(Pointing dataset records)

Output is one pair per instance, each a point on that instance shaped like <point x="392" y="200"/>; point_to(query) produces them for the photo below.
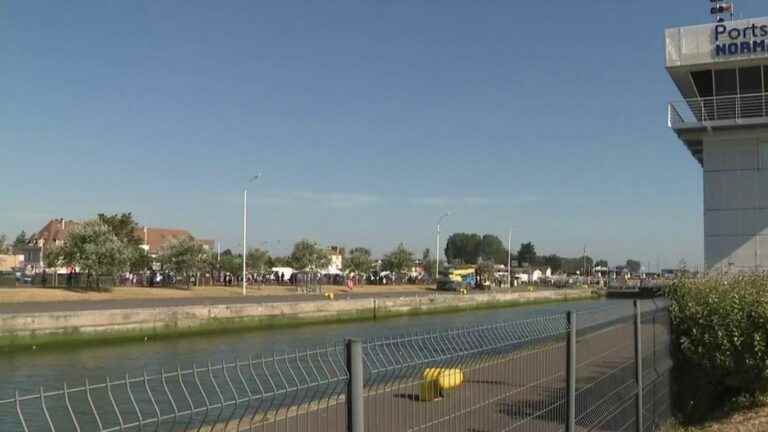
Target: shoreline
<point x="30" y="331"/>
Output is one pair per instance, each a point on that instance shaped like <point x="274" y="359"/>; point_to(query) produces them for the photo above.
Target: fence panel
<point x="299" y="391"/>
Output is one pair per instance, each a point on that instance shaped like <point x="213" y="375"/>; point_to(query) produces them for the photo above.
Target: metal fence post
<point x="354" y="349"/>
<point x="639" y="367"/>
<point x="571" y="373"/>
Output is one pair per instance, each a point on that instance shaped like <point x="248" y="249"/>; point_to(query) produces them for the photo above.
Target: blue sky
<point x="368" y="119"/>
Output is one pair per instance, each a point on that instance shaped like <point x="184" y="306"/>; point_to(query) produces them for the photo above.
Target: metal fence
<point x="604" y="369"/>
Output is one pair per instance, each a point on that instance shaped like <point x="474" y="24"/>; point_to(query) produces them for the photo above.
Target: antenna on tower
<point x="720" y="7"/>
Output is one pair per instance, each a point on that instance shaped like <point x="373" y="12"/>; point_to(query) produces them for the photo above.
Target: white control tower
<point x="721" y="70"/>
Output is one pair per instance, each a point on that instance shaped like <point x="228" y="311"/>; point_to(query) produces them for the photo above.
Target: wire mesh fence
<point x="560" y="372"/>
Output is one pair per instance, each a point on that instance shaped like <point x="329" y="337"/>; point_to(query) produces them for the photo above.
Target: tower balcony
<point x="718" y="112"/>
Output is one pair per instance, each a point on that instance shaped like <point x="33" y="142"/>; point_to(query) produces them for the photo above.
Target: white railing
<point x="719" y="110"/>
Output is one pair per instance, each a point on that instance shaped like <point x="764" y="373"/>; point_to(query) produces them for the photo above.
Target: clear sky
<point x="368" y="119"/>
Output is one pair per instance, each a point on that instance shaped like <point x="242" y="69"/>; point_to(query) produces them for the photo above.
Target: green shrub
<point x="720" y="331"/>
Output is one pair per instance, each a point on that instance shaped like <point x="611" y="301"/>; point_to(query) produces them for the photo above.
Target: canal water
<point x="28" y="371"/>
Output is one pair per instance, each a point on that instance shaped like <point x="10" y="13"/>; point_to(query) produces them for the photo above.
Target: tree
<point x="359" y="261"/>
<point x="463" y="248"/>
<point x="138" y="260"/>
<point x="634" y="266"/>
<point x="554" y="262"/>
<point x="486" y="270"/>
<point x="232" y="264"/>
<point x="492" y="249"/>
<point x="526" y="254"/>
<point x="257" y="260"/>
<point x="21" y="240"/>
<point x="123" y="226"/>
<point x="308" y="255"/>
<point x="398" y="261"/>
<point x="281" y="261"/>
<point x="93" y="248"/>
<point x="183" y="255"/>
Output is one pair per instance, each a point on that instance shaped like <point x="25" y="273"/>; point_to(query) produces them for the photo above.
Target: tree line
<point x="109" y="245"/>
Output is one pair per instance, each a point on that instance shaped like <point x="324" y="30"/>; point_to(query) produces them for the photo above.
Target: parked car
<point x="446" y="284"/>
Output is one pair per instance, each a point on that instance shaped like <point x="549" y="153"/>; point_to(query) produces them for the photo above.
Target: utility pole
<point x="245" y="226"/>
<point x="509" y="260"/>
<point x="437" y="245"/>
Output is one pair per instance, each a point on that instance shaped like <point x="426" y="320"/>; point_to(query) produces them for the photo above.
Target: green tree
<point x="138" y="259"/>
<point x="281" y="261"/>
<point x="398" y="261"/>
<point x="21" y="240"/>
<point x="257" y="260"/>
<point x="492" y="249"/>
<point x="308" y="255"/>
<point x="232" y="264"/>
<point x="184" y="256"/>
<point x="359" y="261"/>
<point x="486" y="270"/>
<point x="126" y="229"/>
<point x="463" y="248"/>
<point x="123" y="226"/>
<point x="94" y="249"/>
<point x="526" y="254"/>
<point x="634" y="266"/>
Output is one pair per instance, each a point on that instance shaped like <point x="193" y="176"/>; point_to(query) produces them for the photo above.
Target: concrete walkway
<point x="89" y="305"/>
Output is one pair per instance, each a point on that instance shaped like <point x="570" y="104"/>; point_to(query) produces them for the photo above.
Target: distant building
<point x="52" y="234"/>
<point x="336" y="253"/>
<point x="11" y="262"/>
<point x="55" y="232"/>
<point x="154" y="239"/>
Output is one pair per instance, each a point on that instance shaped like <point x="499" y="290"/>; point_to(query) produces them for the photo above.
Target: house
<point x="55" y="232"/>
<point x="11" y="262"/>
<point x="336" y="253"/>
<point x="154" y="239"/>
<point x="52" y="234"/>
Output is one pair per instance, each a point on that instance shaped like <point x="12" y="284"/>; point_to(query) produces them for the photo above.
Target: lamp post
<point x="245" y="224"/>
<point x="509" y="260"/>
<point x="437" y="245"/>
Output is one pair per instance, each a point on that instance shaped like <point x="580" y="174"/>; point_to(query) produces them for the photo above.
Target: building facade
<point x="721" y="71"/>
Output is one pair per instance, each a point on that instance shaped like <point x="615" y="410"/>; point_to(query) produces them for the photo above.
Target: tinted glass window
<point x="750" y="80"/>
<point x="703" y="82"/>
<point x="725" y="82"/>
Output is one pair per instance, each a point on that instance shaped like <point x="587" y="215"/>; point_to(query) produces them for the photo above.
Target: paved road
<point x="70" y="306"/>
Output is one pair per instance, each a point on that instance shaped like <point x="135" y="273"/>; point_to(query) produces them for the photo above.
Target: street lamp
<point x="245" y="223"/>
<point x="509" y="260"/>
<point x="437" y="245"/>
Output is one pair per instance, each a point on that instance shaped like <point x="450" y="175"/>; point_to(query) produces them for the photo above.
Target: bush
<point x="720" y="331"/>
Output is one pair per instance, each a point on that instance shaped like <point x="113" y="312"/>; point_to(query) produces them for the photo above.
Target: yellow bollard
<point x="437" y="381"/>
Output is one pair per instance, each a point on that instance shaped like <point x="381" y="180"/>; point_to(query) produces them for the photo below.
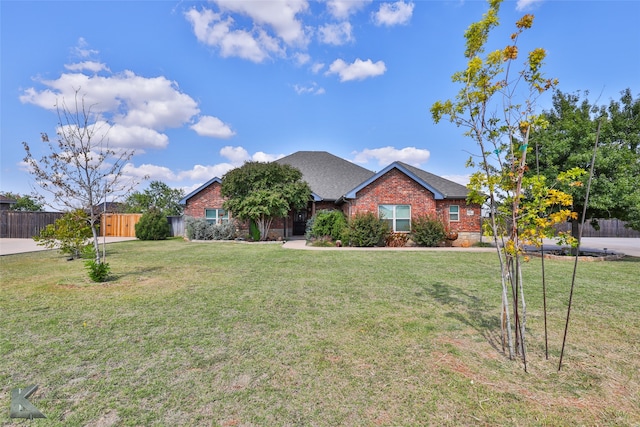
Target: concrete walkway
<point x="19" y="246"/>
<point x="627" y="246"/>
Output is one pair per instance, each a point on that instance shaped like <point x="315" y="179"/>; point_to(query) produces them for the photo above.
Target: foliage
<point x="81" y="168"/>
<point x="568" y="141"/>
<point x="158" y="196"/>
<point x="24" y="203"/>
<point x="497" y="106"/>
<point x="98" y="272"/>
<point x="396" y="240"/>
<point x="328" y="223"/>
<point x="428" y="231"/>
<point x="366" y="230"/>
<point x="201" y="229"/>
<point x="70" y="234"/>
<point x="153" y="225"/>
<point x="263" y="191"/>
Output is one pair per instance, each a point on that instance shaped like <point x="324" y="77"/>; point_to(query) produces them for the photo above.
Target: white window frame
<point x="454" y="216"/>
<point x="394" y="219"/>
<point x="221" y="216"/>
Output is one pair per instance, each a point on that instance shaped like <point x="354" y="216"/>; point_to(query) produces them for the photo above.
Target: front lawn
<point x="231" y="334"/>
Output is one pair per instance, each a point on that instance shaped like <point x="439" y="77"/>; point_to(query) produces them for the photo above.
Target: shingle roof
<point x="440" y="187"/>
<point x="329" y="176"/>
<point x="450" y="189"/>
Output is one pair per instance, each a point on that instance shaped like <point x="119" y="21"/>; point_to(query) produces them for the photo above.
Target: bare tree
<point x="81" y="169"/>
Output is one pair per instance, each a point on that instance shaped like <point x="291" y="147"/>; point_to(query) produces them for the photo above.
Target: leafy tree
<point x="568" y="142"/>
<point x="70" y="234"/>
<point x="497" y="106"/>
<point x="264" y="191"/>
<point x="24" y="203"/>
<point x="158" y="196"/>
<point x="81" y="168"/>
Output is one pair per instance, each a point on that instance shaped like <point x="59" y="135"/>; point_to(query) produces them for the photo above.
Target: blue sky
<point x="197" y="88"/>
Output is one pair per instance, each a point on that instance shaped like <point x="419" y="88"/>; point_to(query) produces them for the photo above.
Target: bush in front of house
<point x="153" y="225"/>
<point x="326" y="224"/>
<point x="428" y="231"/>
<point x="200" y="229"/>
<point x="366" y="230"/>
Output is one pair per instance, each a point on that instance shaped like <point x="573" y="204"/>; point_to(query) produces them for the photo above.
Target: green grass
<point x="257" y="335"/>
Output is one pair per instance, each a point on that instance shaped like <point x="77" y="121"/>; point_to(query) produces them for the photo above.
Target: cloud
<point x="527" y="4"/>
<point x="213" y="127"/>
<point x="460" y="179"/>
<point x="341" y="9"/>
<point x="238" y="155"/>
<point x="312" y="89"/>
<point x="335" y="34"/>
<point x="359" y="70"/>
<point x="274" y="24"/>
<point x="139" y="108"/>
<point x="93" y="66"/>
<point x="279" y="15"/>
<point x="397" y="13"/>
<point x="387" y="155"/>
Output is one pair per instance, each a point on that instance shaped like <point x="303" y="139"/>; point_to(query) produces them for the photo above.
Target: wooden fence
<point x="119" y="225"/>
<point x="25" y="225"/>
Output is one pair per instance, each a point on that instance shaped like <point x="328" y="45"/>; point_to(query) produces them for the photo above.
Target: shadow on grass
<point x="469" y="310"/>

BRIEF
Pull out every line of the data above that contains the word "front", and copy each one in full. Case counts.

ANSWER TO THE EXERCISE
Target: front lawn
Target: bush in front of house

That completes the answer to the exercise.